» What to produce
Reproduce the records that follow without alteration, apart from removing the pictures.

» Input material
▬▬▬

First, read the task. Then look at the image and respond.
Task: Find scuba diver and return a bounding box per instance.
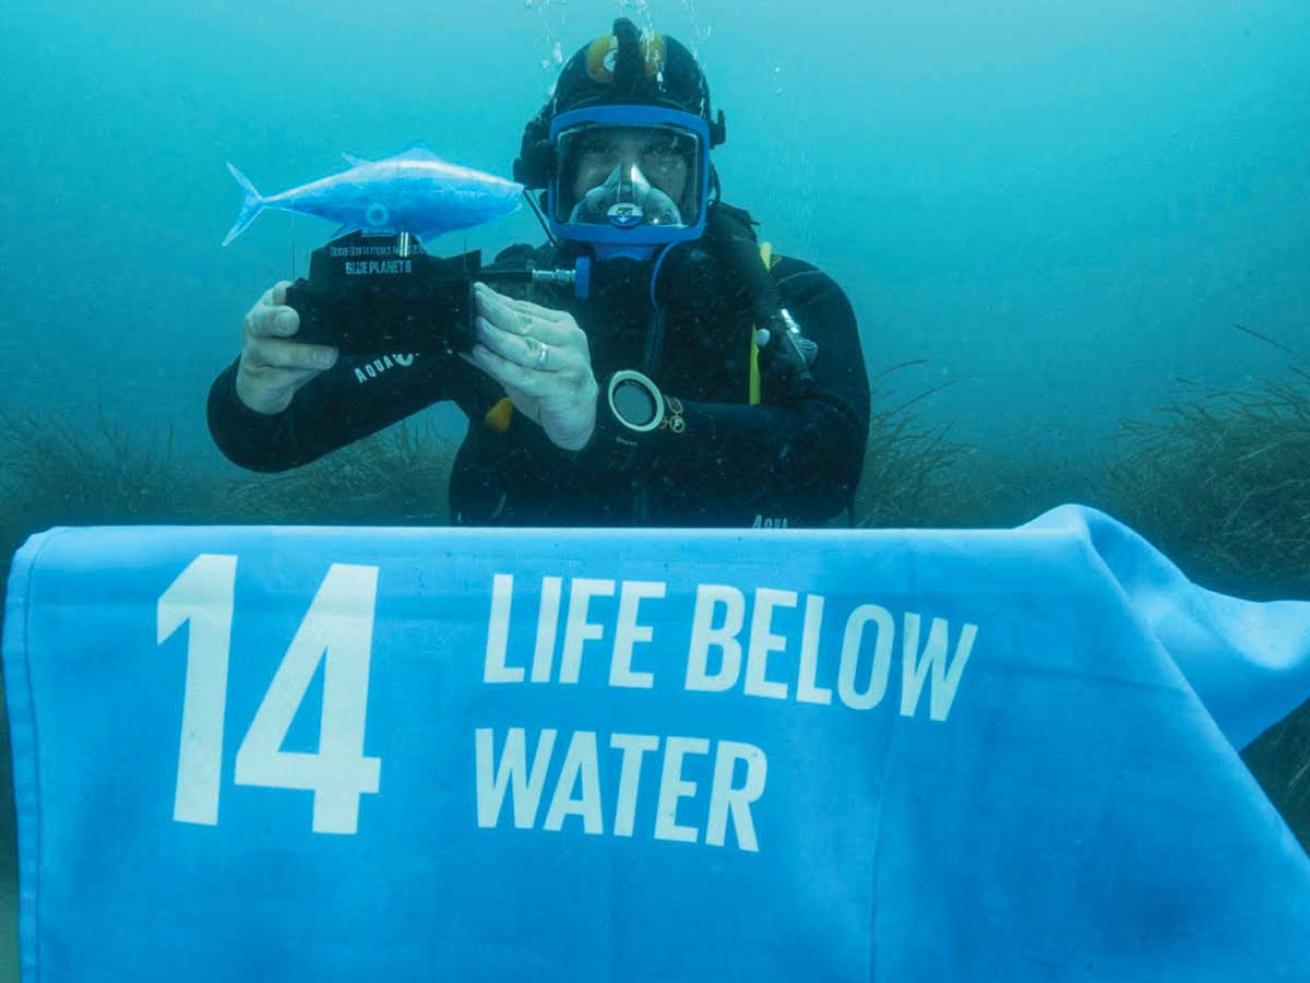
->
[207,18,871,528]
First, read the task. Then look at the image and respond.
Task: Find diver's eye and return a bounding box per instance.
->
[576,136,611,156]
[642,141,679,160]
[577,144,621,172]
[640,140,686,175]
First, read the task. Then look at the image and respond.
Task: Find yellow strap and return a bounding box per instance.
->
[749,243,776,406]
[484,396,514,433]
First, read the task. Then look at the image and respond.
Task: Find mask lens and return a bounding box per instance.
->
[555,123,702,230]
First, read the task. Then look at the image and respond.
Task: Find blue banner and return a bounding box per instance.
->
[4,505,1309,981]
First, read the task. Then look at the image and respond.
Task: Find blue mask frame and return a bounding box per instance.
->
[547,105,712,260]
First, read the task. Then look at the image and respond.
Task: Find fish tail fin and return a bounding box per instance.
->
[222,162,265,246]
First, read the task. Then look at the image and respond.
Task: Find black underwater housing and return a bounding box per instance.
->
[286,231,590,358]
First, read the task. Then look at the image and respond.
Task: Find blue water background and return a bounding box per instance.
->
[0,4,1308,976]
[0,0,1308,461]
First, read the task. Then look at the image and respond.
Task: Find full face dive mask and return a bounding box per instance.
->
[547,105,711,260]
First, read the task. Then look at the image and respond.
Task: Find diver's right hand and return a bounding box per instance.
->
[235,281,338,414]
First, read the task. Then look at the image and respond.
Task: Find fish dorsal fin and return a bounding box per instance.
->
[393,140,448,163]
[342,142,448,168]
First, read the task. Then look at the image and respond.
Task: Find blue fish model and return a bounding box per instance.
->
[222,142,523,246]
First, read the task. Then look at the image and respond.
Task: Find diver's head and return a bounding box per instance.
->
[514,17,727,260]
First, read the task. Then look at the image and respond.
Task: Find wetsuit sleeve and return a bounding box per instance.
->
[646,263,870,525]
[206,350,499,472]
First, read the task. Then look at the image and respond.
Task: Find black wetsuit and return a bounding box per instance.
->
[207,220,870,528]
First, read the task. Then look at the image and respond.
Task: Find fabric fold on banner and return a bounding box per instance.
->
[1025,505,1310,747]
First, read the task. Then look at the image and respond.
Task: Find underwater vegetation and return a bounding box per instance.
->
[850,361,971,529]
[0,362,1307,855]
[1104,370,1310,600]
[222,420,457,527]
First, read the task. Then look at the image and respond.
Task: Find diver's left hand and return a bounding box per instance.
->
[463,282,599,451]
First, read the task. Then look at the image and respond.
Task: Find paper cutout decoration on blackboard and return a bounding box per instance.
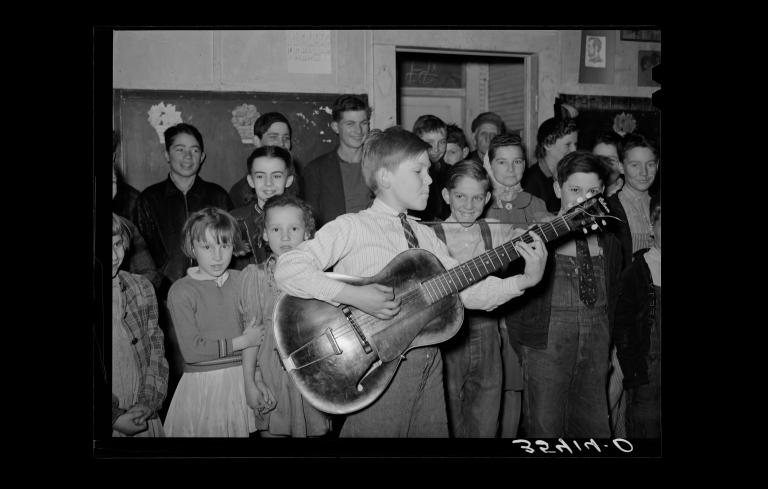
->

▬▬▬

» Solved exercise
First, read the task. Then look at the image and respond.
Task: Find scuba diver and return a bounding box per instance.
->
[207,18,871,528]
First, read the task. Then look at the image and respond.
Task: Find diver's eye and return a bounding box per instance.
->
[576,136,611,156]
[642,141,679,160]
[577,144,621,172]
[640,140,686,175]
First, read the task. Then look at the image and respond.
Task: Find yellow strap and return a bounding box per instance.
->
[749,243,776,406]
[484,396,514,433]
First, read the task. Then look at the image and respond.
Task: Find mask lens and return a bounding box per instance.
->
[555,123,702,230]
First, read the task. Then look at the image and respond.
Task: Find blue banner and return a bounding box per instance.
->
[4,505,1309,981]
First, read the task. Then look at the image and respond.
Task: Find blue mask frame and return a bounding box per instance.
->
[547,105,712,260]
First, read the task. Then look at the image and respond.
Task: Find fish tail fin and return a bounding box per instance.
->
[222,162,265,246]
First, read the task. Then look at the image and respond.
Task: Find black underwater housing and return a bounding box per instance.
->
[286,231,590,358]
First, read the task. Then look at the image and respond.
Task: Find blue water background and return a bounding box per instance.
->
[0,4,1308,976]
[0,0,1308,461]
First, read the task. Then look at the image and respond.
Task: Find full face dive mask and return a bounding box per instance.
->
[547,105,711,260]
First, read the task. Then look at the image and respond.
Task: Find diver's right hand and return a bounding box per instance.
->
[235,281,338,414]
First, read the task. Then look at the image and respond.
Task: Find fish dorsal fin and return a bounding box per instance.
->
[393,140,448,163]
[342,142,448,168]
First, read the task. Then look at the image and respond.
Task: Find blue fish model and return a bounding box per instance.
->
[222,142,523,246]
First, read the task. Then look at the image and respond.
Task: Find diver's head and return a bounding box per instance.
->
[514,17,727,260]
First, read the task. Then look at the image and respond.
Task: Find wetsuit sleeve and return a bounding box per instance.
->
[646,263,870,525]
[206,350,499,472]
First, read the task. Then look at the image and respond.
Task: Find black wetsuit and return a bounding box per instance.
->
[207,220,870,528]
First, read the task. Then look at the image and respond.
Task: Find fabric fold on banner and return a bounding box per instance.
->
[1025,505,1310,747]
First, read the task. Then look at the image and respond.
Task: Find underwater vegetation and return a bounding box per instance.
->
[850,361,971,529]
[0,362,1307,855]
[1104,370,1310,600]
[222,420,457,527]
First, read the task. Then look at the image and respond.
Task: Find diver's left hand and return a bounding box per instance.
->
[463,282,599,451]
First, read the task. Then look at the image and respond.
Task: Find paper cutout decoration on blackboard and return a bounding box per instance.
->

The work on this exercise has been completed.